Task brief:
Copy the records word for word, from the line containing "drop a point: the large stone building" through the end of the records, including both ends.

Provided information:
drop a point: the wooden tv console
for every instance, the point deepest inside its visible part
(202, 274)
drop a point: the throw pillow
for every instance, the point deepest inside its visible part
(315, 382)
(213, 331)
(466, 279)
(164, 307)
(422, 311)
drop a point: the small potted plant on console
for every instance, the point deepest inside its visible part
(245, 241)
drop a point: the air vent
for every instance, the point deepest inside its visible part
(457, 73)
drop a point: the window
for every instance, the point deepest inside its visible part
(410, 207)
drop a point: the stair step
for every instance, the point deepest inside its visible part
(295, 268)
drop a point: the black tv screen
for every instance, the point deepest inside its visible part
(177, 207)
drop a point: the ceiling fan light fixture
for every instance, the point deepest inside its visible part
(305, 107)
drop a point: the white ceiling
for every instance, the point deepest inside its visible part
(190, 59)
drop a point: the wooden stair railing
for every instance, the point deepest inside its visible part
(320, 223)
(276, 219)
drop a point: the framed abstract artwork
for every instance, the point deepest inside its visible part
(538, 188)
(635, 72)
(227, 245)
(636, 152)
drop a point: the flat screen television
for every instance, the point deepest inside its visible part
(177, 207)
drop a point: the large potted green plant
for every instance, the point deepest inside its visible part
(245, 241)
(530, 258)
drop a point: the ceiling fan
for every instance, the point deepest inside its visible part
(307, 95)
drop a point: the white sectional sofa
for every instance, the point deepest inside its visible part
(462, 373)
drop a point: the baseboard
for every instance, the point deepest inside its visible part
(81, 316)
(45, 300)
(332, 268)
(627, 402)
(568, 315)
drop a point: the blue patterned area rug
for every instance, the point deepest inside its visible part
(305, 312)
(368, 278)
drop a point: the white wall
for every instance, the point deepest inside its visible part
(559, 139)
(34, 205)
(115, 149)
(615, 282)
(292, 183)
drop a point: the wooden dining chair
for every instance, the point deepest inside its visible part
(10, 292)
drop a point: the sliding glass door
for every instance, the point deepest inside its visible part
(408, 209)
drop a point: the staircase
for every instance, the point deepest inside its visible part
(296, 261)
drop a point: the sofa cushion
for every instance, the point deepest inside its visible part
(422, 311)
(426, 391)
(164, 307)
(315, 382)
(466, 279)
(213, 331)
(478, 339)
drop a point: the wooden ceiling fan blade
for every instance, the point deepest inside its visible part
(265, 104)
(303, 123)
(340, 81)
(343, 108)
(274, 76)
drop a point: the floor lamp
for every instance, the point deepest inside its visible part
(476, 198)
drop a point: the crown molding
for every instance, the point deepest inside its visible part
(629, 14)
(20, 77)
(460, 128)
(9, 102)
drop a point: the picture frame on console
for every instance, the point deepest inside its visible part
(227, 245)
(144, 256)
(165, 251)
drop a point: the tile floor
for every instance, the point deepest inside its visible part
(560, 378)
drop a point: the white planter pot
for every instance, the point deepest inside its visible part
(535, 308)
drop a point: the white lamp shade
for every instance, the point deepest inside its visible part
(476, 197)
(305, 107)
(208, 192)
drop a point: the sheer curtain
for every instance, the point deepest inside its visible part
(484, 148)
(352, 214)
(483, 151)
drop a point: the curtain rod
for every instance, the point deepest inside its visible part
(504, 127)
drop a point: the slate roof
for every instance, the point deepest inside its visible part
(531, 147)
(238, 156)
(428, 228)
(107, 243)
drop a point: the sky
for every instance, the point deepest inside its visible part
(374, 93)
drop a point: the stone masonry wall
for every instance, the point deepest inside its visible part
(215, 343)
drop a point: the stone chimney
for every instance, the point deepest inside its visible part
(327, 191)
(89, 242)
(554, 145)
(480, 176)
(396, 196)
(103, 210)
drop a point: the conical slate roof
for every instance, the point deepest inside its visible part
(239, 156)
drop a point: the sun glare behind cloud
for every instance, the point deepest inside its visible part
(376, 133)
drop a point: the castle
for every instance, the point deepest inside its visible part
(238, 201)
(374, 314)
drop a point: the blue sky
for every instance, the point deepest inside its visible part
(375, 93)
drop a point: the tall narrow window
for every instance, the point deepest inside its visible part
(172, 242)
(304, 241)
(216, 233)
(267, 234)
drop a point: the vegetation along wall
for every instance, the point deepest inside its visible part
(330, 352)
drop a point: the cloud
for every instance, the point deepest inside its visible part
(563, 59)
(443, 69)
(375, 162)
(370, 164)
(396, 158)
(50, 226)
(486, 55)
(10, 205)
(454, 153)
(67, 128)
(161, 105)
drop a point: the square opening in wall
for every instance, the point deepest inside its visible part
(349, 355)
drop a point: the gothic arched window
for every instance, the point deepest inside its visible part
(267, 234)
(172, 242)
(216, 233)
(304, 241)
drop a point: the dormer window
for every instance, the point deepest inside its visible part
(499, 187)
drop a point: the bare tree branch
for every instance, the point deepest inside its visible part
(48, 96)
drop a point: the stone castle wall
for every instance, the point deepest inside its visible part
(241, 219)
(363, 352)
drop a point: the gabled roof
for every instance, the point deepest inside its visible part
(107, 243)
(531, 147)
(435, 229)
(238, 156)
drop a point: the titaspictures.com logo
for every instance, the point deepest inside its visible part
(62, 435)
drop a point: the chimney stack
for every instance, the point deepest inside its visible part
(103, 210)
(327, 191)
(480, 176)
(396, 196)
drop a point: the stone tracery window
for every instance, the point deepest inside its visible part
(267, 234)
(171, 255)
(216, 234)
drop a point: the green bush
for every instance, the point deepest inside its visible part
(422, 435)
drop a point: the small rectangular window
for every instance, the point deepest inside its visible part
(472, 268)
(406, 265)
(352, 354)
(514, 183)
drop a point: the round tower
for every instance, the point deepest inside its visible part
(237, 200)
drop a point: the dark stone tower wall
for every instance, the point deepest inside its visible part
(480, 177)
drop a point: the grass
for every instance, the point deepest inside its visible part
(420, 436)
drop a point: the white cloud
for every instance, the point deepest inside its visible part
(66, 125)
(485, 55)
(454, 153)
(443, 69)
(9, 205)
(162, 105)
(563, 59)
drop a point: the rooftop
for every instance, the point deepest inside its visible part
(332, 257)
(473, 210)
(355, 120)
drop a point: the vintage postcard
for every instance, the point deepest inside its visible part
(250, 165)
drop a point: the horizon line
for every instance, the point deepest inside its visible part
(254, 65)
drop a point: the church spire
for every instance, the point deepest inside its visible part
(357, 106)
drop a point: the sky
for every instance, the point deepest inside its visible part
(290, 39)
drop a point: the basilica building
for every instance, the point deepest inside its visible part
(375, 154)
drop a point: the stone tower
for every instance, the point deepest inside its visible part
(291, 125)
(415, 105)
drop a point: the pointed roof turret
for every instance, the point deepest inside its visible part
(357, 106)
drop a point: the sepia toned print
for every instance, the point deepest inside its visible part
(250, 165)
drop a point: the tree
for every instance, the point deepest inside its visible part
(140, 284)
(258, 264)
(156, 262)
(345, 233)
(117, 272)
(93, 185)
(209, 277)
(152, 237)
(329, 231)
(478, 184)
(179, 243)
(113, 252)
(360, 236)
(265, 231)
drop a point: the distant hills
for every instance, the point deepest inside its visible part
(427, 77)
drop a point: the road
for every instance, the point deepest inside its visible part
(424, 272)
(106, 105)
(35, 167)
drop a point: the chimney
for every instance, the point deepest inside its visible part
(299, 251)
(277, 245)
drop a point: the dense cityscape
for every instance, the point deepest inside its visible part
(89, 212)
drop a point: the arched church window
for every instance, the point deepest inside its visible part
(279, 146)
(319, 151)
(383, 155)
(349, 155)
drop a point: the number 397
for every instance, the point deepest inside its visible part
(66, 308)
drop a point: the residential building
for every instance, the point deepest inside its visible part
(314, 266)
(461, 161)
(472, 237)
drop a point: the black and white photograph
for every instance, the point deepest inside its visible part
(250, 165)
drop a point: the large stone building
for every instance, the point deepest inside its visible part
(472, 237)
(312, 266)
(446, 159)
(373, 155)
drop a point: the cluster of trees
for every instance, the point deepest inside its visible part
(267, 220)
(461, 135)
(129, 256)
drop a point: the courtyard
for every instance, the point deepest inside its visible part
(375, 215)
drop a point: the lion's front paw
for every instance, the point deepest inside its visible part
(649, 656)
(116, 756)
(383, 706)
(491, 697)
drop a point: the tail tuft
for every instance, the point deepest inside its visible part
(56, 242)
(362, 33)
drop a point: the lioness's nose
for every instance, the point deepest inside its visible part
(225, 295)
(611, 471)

Expected output:
drop a point: the large stone building
for every instance, the point deepest inside its visible part
(472, 237)
(312, 266)
(446, 159)
(373, 155)
drop a point: the cluster of trees
for every instance, the point deepest inside its visible part
(267, 220)
(461, 135)
(129, 256)
drop a point: the courtyard
for every instance, the point deepest inside its visible part
(375, 215)
drop a point: the lion's front paw
for every instance, the point deepest inside its visible part
(649, 656)
(116, 756)
(383, 706)
(491, 697)
drop a point: the tail tuft
for every instance, the point deepest inside its visible part
(56, 242)
(362, 33)
drop a point: the lioness's nose
for every instance, the point deepest inside its visible part
(225, 295)
(611, 471)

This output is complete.